Brief:
Of the entries below, restate word for word only the section that runs from the line with "[indicate] woman's face" to the line with "[indicate] woman's left", counting both ends.

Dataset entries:
'''

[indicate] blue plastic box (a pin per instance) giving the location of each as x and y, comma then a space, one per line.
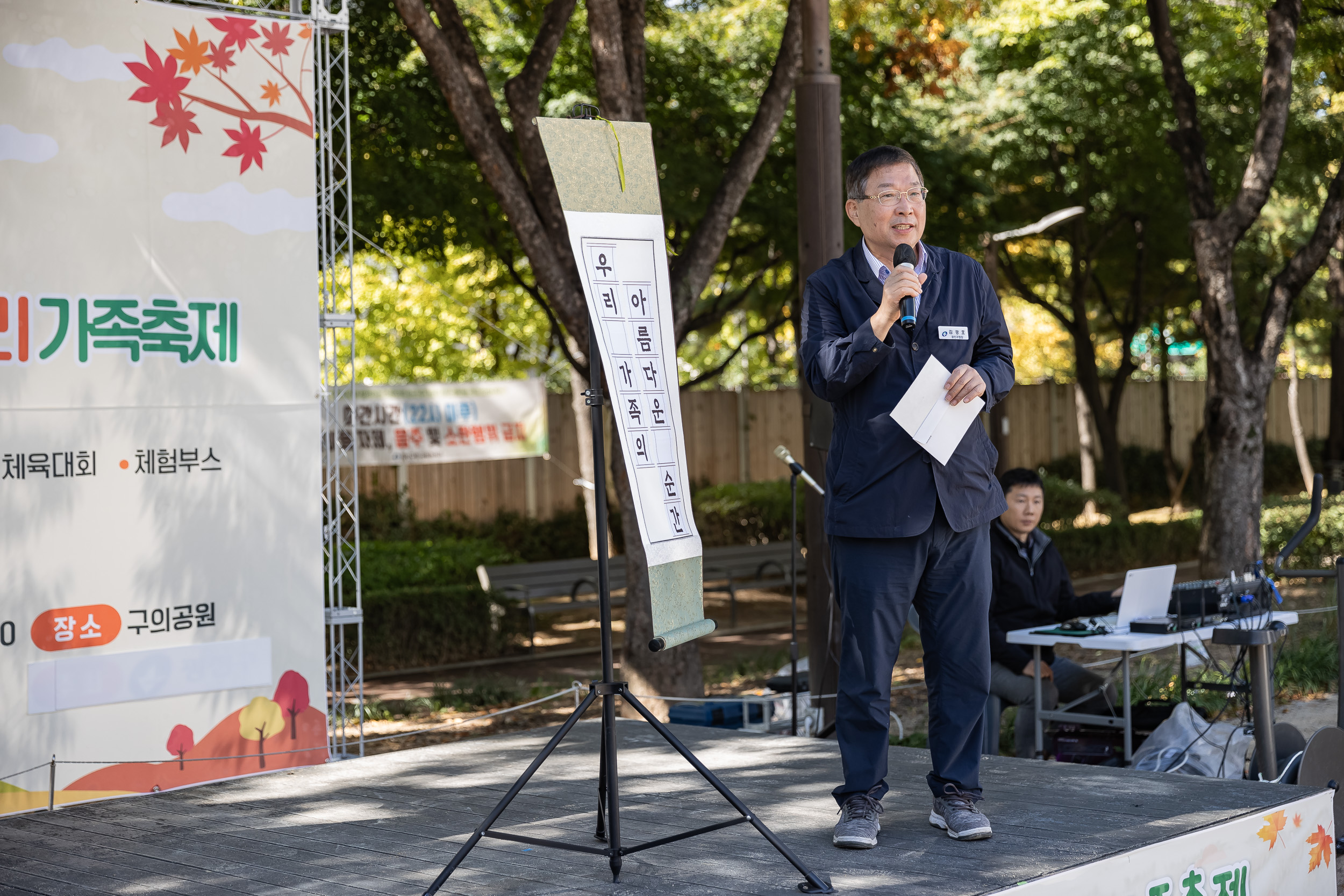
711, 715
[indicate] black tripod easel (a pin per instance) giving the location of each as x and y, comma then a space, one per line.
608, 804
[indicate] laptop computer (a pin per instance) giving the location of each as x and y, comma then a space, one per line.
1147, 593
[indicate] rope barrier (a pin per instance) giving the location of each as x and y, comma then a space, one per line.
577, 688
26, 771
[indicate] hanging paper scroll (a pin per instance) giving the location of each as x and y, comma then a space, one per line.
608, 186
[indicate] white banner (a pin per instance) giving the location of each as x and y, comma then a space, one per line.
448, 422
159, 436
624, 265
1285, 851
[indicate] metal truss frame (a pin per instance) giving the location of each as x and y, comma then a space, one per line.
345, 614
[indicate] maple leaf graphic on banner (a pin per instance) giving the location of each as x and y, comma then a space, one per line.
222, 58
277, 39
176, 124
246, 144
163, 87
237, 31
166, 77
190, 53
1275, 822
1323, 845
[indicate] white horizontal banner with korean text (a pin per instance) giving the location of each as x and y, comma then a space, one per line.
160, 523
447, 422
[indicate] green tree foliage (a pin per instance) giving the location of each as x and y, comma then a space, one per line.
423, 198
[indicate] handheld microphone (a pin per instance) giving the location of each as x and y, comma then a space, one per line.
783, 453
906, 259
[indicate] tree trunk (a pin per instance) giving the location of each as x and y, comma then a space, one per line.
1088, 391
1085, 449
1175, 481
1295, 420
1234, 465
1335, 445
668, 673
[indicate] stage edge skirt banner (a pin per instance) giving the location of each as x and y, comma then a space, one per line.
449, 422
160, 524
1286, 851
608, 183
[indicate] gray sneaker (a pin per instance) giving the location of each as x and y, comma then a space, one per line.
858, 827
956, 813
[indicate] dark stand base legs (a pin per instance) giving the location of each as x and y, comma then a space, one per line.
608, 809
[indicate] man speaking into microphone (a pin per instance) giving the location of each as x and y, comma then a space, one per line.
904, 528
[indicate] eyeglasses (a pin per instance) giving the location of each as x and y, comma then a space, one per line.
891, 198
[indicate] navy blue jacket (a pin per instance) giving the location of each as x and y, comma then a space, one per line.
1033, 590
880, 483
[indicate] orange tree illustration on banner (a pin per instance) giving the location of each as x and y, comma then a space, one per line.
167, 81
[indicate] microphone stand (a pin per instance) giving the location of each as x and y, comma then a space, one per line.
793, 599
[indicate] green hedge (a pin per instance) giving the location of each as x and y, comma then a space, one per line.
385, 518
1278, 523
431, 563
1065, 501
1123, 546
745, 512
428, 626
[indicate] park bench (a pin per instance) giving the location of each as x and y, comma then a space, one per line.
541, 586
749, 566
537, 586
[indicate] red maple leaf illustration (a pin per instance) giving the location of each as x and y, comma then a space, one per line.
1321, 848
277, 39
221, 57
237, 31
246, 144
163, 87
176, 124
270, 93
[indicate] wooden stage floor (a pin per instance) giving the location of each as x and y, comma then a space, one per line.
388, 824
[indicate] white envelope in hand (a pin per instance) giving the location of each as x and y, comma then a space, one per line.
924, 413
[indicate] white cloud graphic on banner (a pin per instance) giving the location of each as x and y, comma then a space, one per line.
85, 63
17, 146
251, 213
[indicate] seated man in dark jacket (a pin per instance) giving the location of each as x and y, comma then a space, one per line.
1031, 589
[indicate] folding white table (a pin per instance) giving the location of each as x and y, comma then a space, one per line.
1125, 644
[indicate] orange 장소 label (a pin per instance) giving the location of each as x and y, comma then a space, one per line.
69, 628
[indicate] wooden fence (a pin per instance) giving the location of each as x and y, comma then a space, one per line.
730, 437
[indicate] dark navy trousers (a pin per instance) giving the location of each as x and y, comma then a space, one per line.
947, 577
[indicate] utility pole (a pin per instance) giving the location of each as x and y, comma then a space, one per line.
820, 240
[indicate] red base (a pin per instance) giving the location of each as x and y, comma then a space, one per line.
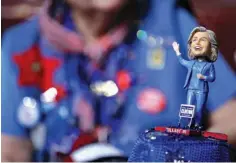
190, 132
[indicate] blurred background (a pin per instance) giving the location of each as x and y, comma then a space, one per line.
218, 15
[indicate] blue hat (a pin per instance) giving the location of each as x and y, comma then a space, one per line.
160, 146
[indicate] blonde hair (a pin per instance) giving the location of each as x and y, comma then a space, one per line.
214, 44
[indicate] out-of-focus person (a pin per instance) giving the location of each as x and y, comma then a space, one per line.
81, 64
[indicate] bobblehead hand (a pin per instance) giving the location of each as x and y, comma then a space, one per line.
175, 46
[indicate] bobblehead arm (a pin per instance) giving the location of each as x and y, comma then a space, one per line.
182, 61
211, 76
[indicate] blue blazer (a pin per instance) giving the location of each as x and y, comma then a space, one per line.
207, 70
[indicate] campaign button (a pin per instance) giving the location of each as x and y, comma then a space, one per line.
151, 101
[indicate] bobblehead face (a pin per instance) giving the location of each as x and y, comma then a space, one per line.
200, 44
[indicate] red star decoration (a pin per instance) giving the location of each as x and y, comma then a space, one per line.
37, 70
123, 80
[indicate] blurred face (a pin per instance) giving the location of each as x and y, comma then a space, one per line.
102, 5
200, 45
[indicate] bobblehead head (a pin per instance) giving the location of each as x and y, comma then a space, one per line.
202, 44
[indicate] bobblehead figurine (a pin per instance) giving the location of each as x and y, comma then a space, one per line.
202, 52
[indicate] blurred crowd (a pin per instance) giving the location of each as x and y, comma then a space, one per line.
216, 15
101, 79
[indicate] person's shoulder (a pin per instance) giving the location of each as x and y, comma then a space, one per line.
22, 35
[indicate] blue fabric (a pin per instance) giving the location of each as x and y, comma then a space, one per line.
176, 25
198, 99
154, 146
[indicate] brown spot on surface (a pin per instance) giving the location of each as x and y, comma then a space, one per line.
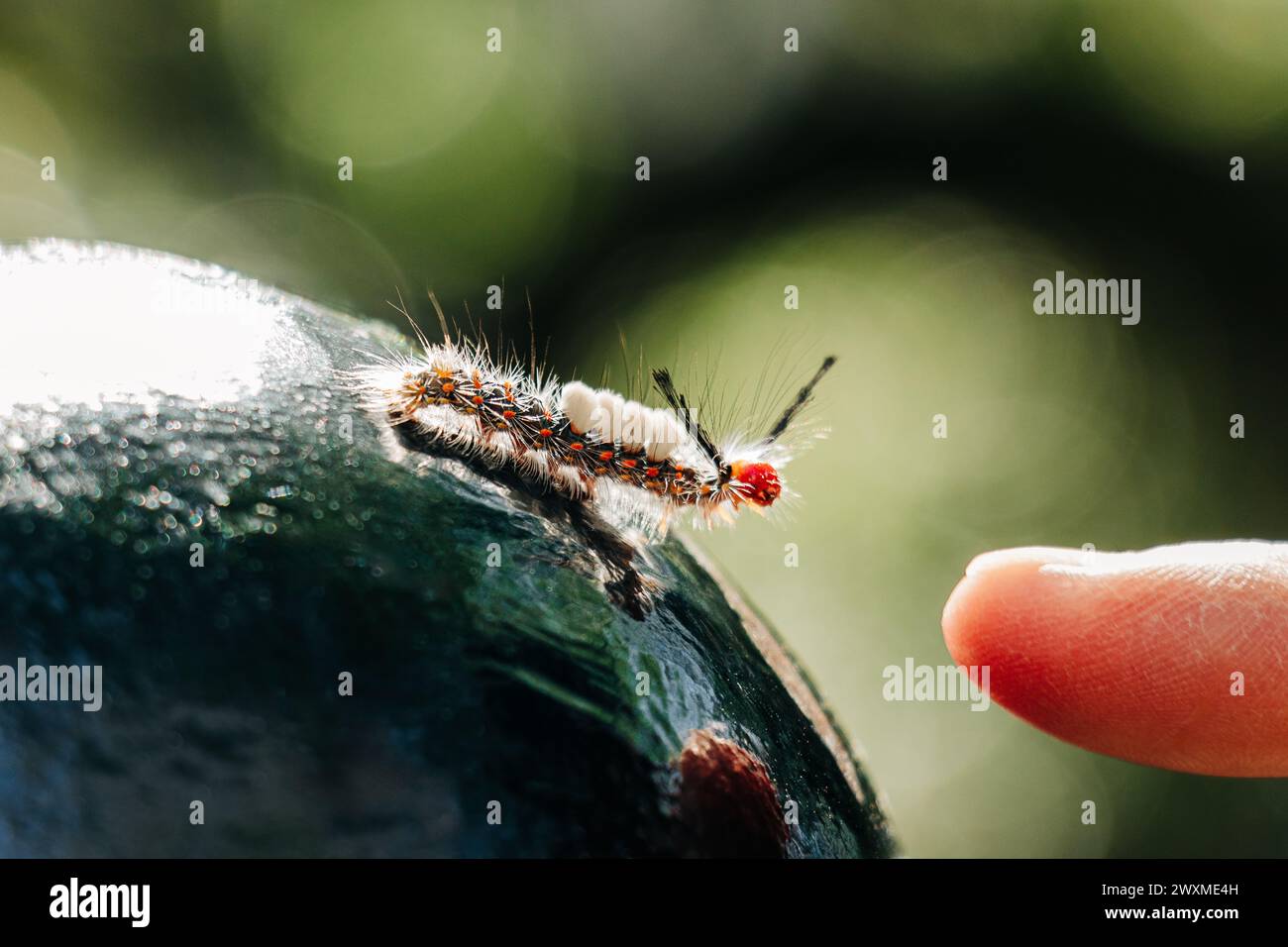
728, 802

'''
'''

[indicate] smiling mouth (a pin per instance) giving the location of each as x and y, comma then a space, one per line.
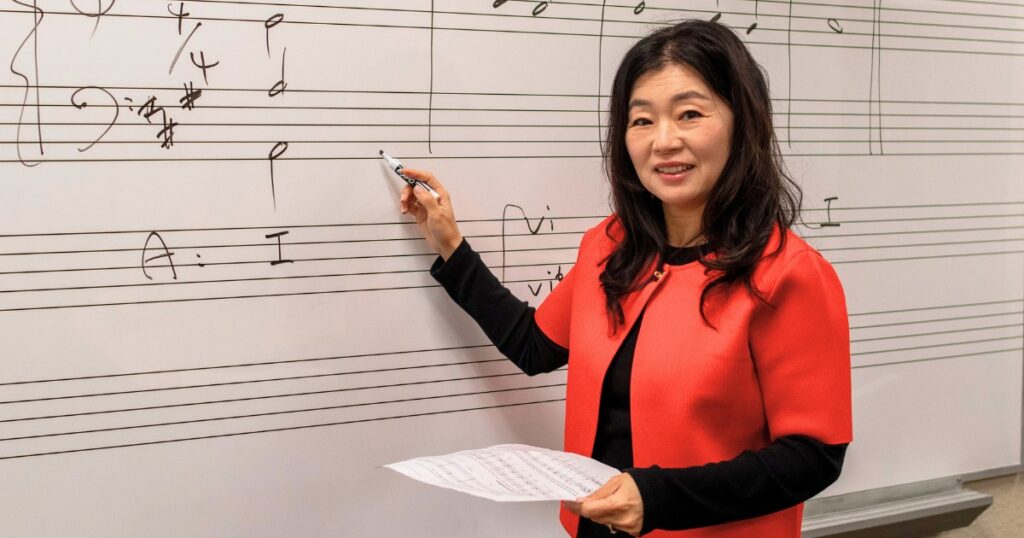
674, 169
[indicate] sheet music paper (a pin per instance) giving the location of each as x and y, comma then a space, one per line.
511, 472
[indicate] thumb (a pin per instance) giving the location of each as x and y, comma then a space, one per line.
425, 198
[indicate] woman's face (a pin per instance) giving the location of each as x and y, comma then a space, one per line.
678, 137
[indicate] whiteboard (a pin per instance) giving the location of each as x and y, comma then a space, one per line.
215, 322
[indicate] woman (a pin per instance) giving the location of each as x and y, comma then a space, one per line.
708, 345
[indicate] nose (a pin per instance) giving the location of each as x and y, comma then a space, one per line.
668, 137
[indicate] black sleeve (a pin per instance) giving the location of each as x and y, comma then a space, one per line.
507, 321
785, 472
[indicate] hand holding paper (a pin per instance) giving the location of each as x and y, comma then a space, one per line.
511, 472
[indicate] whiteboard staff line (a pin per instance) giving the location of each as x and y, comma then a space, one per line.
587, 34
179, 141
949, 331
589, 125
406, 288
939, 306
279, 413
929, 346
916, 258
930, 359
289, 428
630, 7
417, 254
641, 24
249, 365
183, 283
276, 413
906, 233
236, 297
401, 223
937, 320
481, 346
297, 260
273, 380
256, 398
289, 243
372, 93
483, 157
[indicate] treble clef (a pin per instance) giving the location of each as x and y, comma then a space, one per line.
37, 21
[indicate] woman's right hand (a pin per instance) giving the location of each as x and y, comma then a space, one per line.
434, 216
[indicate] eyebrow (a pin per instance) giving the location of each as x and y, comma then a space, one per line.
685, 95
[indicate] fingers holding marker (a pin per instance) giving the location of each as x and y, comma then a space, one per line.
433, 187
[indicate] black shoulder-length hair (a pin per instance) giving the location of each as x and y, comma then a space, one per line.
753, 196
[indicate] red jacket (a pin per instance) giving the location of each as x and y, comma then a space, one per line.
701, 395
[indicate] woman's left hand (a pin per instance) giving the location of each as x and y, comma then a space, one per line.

'''

Answer for this exercise:
[indicate] woman's face (a pin per instance) giving the location of each as x and y, comma then a space, one per line.
678, 137
[indicate] whiteboard (a pin per instance) giving the location of each as x and y, comma then a space, one per line.
215, 322
[indicate] woman (a pin per instance) giving the location of each as x and y, comma then a space, one per line.
708, 345
[indicate] nose (a pin per instance) giving the location of each as x and y, comma then a space, one per line.
668, 137
[indicate] black sleeve (a pin per instance) giving the location of each as x and y, comma then a space, one per line.
507, 321
785, 472
[indicate] hand holding paper (a pin per instance) giving the location of each as x and y, comma then a space, one per line.
511, 472
[indicate] whiteboard staff line (a pin per instance) giving the location of each as x and y, comma then a space, one per line.
587, 34
179, 141
949, 331
589, 125
406, 288
939, 306
279, 413
929, 346
916, 258
930, 359
289, 428
630, 7
417, 254
641, 24
249, 365
183, 283
276, 413
906, 233
236, 297
401, 223
937, 320
481, 346
297, 260
273, 380
256, 398
289, 243
372, 93
483, 157
[indicate] treble clef (a pin per instance) giving the location of each as x and y, comma then a space, one per line.
37, 21
[indicate] woman's right hand (a pin per instance) giving the location of each as x and y, comma then a space, one per line.
434, 216
[indicate] eyebrow (a pin per instance) giving the location of each as x and y, comma then a space, one per line.
685, 95
[indicate] fingers holding marker (a pin per instance) giving the location of each as x and y, comma then a space, one per line.
433, 187
[indicate] black shoulder-length hair (a pin per instance) giving the location of each as x and y, comma then a space, one per line.
753, 196
[indicate] red jacket (a pin per instance) giving the location of each as x and y, comma then a space, one per line.
701, 395
[indicate] woman's left hand (a pin per instance) giving the location of each as x and y, comma then a space, one per line.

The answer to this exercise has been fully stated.